**Extracted text**
▽

The Net debt decreased to €482m, allowing the leverage ratio to drop to 1.7x 2015 adjusted EBITDA vs 2.0x in December 2014 (proforma Desso).The liquidity and the maturity of the credit lines were significantly enhanced with the new 5-year syndicated facility of €650m signed in June 2015.

At the Annual Shareholder Meeting of April 26th, 2016, the Management Board will propose a dividend of €0.52 per share, representing 40% of the net profit attributable to owners of the Company. This proposal is in line with the Group’s mid-term guidance.
 

Outlook 

North America and EMEA regions, which now represent 80% of Group sales and EBITDA, should continue to benefit from the rise of modular products both in carpet and vinyl, as well as from a solid demand in sports surfaces. Meanwhile oil-related input costs should also be favorable and help mitigate the effects of the recession in the CIS, where we will continue to actively manage selling prices and costs.

△

**Dataset section**
▽

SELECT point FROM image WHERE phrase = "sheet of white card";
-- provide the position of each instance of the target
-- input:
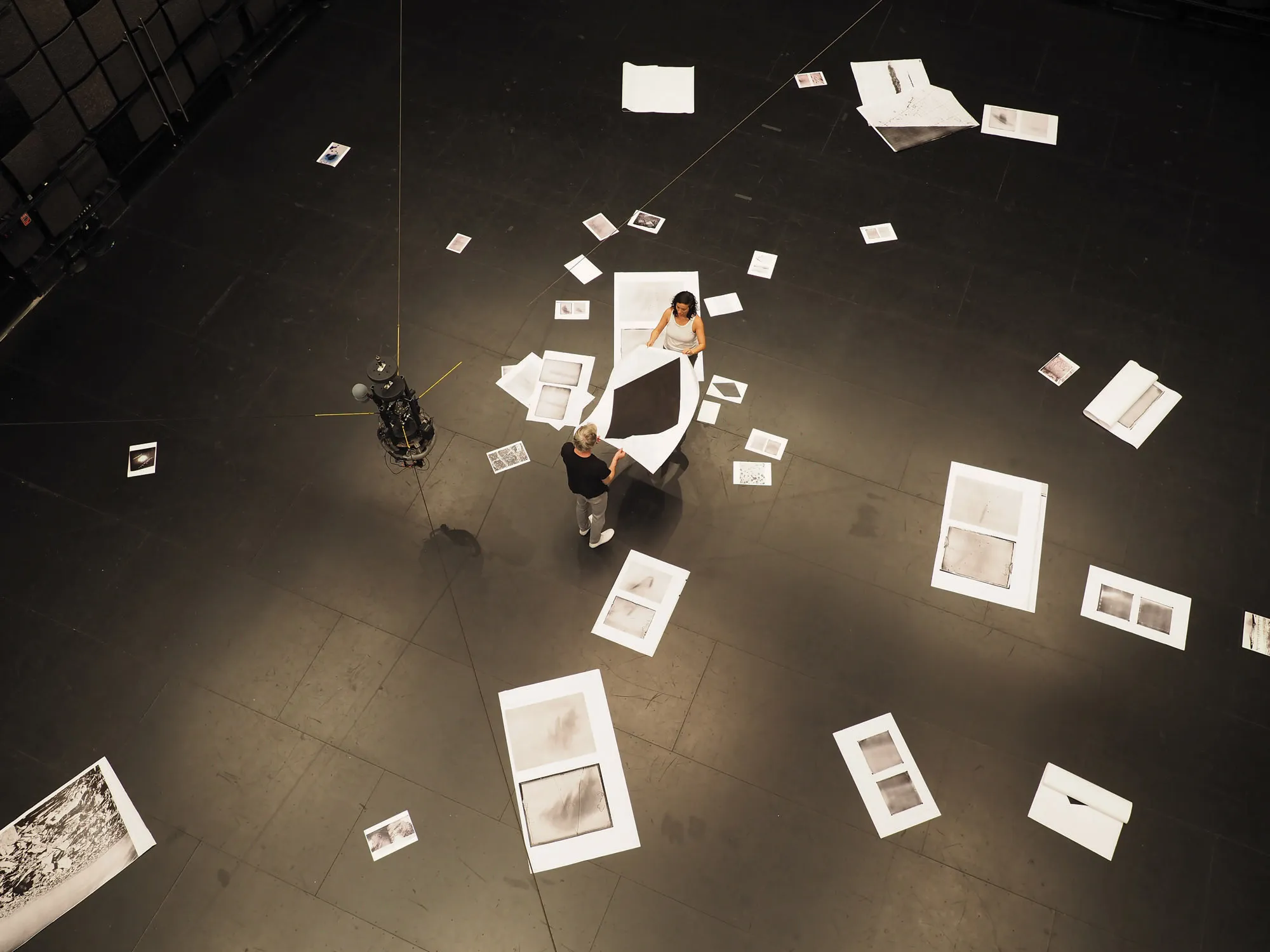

△

**What to work on**
a – Rewrite the paragraph beginning "North America and EMEA regions" in the financial results excerpt as a short bulleted list that keeps its main facts.
b – According to the financial results excerpt, what dividend per share will the Management Board propose at the Annual Shareholder Meeting?
c – Continue the financial results excerpt from its final sentence.

**Outputs**
a –
- North America and EMEA now account for 80% of Group sales and EBITDA.
- These regions should keep benefiting from the rise of modular products in carpet and vinyl and from solid demand in sports surfaces.
- Oil-related input costs should also be favorable.
- Lower input costs should help offset the recession in the CIS.
- In the CIS, selling prices and costs will continue to be actively managed.

b – €0.52 per share.

c –
The rapid improvement of our leverage ratio since the acquisition of Desso enables us to keep playing an active role in the consolidation of our industry.

Audited consolidated financial statements for FY 2015 and the presentation of FY 2015 results are available on Tarkett’s website. The related analysts’ conference will be held on Friday February 19th, 2016 at 10:30 am CET and an audio webcast service (live and replay) will also be available at www.tarkett.com.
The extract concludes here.